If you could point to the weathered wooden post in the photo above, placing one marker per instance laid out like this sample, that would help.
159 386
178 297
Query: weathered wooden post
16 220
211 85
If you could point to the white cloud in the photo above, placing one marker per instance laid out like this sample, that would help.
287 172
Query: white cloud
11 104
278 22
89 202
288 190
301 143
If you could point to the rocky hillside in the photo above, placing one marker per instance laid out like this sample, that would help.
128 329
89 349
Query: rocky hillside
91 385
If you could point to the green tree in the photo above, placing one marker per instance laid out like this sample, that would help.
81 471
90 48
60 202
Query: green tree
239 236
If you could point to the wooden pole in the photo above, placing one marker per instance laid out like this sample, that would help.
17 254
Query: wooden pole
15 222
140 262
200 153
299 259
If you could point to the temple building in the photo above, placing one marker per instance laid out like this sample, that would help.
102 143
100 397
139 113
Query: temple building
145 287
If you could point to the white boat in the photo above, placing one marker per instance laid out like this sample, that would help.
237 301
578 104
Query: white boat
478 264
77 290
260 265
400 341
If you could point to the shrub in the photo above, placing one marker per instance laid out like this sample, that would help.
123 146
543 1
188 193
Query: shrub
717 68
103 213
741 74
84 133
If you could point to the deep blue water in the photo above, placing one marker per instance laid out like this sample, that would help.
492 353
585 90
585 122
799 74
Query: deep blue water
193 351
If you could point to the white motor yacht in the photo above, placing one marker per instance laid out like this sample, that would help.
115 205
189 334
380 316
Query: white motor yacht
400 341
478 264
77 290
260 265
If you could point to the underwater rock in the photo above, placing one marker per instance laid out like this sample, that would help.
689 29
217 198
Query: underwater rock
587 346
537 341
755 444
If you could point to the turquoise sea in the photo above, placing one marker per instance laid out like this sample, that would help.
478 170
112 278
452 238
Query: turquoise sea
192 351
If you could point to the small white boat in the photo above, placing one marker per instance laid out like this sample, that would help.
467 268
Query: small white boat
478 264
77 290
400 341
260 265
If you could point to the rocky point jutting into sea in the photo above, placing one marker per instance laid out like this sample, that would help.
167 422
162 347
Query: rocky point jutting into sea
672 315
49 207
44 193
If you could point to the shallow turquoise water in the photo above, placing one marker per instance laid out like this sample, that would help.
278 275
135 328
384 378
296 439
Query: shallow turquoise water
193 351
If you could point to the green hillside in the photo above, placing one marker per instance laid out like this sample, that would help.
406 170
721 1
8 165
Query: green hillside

- _What to work on_
Arrange the lines of the rows, starting at the line that contains "If you could point to the shrub" and ending with the final line of the rows, as a Markdown table with the columns No and Line. Number the lines in order and omit any blank lines.

- _Answer to this exercise_
| No | Line |
|---|---|
| 1 | If you could point to the shrub in the photo above, placing one marker per instance laid out like this sample, that would help. |
| 2 | 123 146 |
| 3 | 543 1 |
| 4 | 188 193 |
| 5 | Query: shrub |
| 6 | 717 68 |
| 7 | 103 213 |
| 8 | 741 74 |
| 9 | 84 133 |
| 10 | If you could point to the deep blue water in the photo above, placing one marker per instance laid out like this sample, that would help. |
| 11 | 492 353 |
| 12 | 585 90 |
| 13 | 585 122 |
| 14 | 799 74 |
| 15 | Query: deep blue water |
| 16 | 193 351 |
| 17 | If you could point to the white motor yacht in the photo above, placing one marker per instance laid out like this sample, that would help. |
| 18 | 115 205 |
| 19 | 189 334 |
| 20 | 380 316 |
| 21 | Query: white motor yacht |
| 22 | 400 341 |
| 23 | 478 264 |
| 24 | 77 290 |
| 25 | 260 265 |
| 26 | If you could point to the underwater rock in the photo above, placing one marker per instance laid out like this sample, that would help. |
| 27 | 689 29 |
| 28 | 217 198 |
| 29 | Query: underwater rock |
| 30 | 587 346 |
| 31 | 537 341 |
| 32 | 755 444 |
| 33 | If you could point to the turquoise sea in the photo above, placing one marker per instance laid out like this sample, that would help. |
| 34 | 478 170 |
| 35 | 112 278 |
| 36 | 452 238 |
| 37 | Query: turquoise sea |
| 38 | 192 351 |
| 39 | If you could point to the small white boat in the photo above, placing one marker per instance laid out like this sample, that would help. |
| 40 | 467 268 |
| 41 | Query: small white boat |
| 42 | 478 264 |
| 43 | 77 290 |
| 44 | 400 341 |
| 45 | 260 265 |
| 46 | If you could point to the rocky point jutting into sea in the photo above, placing one marker per instance laid out like this sample, that would help. |
| 47 | 167 422 |
| 48 | 162 347 |
| 49 | Query: rocky point jutting into sea |
| 50 | 672 315 |
| 51 | 49 207 |
| 52 | 44 193 |
| 53 | If you could point to the shallow turquoise water in the photo above, placing one marker per instance laid out like this sample, that would help. |
| 54 | 278 275 |
| 55 | 135 328 |
| 56 | 384 378 |
| 57 | 296 439 |
| 58 | Query: shallow turquoise water |
| 59 | 193 351 |
| 60 | If you could point to the green hillside in the photo above, placing one marker per instance laid out like this sample, that would help. |
| 61 | 406 170 |
| 62 | 721 1 |
| 63 | 8 165 |
| 64 | Query: green hillside |